YOUR OBJECTIVE
For each line of the data below, copy it if it holds the word "background".

RECORDS

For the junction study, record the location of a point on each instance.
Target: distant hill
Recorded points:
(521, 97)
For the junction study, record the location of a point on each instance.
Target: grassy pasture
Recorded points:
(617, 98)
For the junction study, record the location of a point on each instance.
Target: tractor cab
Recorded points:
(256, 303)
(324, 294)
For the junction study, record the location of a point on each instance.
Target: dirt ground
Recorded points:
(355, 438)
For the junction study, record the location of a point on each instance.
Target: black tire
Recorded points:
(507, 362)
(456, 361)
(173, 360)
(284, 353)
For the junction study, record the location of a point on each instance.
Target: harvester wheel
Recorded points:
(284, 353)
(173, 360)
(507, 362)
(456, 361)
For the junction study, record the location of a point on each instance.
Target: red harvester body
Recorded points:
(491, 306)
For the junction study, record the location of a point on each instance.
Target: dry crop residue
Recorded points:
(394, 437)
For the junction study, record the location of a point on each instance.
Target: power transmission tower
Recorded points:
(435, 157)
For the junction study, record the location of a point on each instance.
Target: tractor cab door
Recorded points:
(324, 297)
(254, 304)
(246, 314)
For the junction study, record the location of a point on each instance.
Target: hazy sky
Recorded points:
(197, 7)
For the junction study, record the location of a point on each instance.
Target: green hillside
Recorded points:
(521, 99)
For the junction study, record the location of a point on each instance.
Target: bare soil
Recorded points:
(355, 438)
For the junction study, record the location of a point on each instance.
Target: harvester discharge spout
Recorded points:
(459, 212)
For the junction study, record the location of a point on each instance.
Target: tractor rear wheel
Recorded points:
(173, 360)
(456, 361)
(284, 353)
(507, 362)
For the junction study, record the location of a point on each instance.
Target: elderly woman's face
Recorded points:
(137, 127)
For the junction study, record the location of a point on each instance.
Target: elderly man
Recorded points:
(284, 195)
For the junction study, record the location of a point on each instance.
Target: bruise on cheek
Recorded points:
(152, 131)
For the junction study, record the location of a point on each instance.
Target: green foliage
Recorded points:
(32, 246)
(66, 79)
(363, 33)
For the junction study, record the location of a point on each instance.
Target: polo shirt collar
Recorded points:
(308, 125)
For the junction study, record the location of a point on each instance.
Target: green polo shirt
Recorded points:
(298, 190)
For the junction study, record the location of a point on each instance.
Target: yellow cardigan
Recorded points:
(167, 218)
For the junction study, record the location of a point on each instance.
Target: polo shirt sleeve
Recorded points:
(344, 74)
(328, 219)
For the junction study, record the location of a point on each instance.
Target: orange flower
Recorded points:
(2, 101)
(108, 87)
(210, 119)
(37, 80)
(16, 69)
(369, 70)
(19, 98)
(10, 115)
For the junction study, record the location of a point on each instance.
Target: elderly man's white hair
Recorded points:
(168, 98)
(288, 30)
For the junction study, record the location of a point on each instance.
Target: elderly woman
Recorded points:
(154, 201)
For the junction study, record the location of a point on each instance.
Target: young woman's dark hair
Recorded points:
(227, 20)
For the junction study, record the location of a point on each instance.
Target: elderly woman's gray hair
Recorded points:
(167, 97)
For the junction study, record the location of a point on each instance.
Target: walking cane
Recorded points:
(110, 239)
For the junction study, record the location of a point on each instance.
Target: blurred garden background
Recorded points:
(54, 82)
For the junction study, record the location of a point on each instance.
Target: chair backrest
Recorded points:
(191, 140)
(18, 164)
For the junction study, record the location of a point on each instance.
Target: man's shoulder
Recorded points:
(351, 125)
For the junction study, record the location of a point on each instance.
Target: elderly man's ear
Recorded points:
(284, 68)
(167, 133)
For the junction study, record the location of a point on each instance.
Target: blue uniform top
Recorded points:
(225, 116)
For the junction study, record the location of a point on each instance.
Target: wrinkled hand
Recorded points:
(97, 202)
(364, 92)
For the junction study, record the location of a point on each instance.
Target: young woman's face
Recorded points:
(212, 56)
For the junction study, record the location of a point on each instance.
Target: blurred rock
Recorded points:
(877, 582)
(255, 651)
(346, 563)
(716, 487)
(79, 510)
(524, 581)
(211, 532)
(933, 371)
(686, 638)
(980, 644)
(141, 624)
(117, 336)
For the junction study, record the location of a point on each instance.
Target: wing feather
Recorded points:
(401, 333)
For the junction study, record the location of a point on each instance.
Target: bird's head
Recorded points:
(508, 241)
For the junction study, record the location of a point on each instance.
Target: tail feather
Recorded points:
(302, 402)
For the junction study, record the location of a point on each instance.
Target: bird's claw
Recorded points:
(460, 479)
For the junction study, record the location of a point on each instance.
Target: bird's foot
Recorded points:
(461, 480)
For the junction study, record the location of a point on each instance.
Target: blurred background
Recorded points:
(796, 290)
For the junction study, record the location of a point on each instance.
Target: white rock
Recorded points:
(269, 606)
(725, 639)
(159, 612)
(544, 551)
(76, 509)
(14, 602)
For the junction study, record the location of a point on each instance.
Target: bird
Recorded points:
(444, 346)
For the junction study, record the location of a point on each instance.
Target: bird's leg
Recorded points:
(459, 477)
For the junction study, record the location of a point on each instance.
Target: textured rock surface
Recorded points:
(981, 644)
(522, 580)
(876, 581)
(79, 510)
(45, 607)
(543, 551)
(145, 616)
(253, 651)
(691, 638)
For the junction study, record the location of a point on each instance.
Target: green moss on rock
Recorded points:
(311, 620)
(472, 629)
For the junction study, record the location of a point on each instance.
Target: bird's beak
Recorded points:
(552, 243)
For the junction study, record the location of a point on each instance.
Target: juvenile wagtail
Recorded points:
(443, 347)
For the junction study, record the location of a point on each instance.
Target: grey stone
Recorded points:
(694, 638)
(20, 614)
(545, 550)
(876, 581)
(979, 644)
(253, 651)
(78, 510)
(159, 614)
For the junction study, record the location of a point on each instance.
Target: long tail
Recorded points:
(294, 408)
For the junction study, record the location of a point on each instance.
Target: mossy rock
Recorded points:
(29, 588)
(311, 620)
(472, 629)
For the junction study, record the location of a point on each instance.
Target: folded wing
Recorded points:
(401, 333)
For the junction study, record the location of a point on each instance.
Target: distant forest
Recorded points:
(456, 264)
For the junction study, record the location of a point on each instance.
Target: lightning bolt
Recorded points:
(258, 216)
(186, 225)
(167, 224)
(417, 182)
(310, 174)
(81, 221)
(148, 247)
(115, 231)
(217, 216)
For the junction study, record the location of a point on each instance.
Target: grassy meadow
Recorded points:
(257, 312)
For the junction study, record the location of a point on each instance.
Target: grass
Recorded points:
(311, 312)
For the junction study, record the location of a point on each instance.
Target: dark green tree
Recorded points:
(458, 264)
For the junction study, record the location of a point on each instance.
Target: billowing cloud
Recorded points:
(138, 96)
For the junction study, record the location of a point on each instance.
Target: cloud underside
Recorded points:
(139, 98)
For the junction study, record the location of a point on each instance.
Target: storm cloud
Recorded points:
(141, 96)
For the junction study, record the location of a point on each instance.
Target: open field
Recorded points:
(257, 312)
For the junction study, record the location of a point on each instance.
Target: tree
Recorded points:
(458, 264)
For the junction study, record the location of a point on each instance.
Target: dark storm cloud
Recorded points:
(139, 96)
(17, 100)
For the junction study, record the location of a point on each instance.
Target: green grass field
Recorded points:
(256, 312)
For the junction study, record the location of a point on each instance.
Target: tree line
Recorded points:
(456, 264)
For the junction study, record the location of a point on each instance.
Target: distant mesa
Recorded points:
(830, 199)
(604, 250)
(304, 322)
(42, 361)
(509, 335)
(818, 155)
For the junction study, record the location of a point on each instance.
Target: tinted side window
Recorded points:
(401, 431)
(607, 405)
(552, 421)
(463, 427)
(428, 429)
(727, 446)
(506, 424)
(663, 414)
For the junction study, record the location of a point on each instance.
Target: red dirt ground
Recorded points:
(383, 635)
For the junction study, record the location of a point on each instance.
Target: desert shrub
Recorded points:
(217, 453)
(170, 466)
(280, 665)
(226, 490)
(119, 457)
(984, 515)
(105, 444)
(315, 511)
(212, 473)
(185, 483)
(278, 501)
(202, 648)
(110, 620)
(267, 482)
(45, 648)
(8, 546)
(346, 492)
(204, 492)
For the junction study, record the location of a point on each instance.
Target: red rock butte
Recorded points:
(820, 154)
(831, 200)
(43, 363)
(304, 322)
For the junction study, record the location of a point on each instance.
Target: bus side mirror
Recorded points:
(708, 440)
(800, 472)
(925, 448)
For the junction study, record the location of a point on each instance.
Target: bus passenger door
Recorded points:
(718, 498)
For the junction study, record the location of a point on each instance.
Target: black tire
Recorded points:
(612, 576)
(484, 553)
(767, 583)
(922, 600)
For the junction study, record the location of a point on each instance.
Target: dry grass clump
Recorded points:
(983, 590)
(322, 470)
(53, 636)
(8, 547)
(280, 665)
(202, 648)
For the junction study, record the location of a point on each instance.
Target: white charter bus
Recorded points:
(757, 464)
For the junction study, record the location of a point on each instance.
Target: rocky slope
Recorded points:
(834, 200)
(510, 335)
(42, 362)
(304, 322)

FINAL ANSWER
Target: blurred garden background
Target: blurred background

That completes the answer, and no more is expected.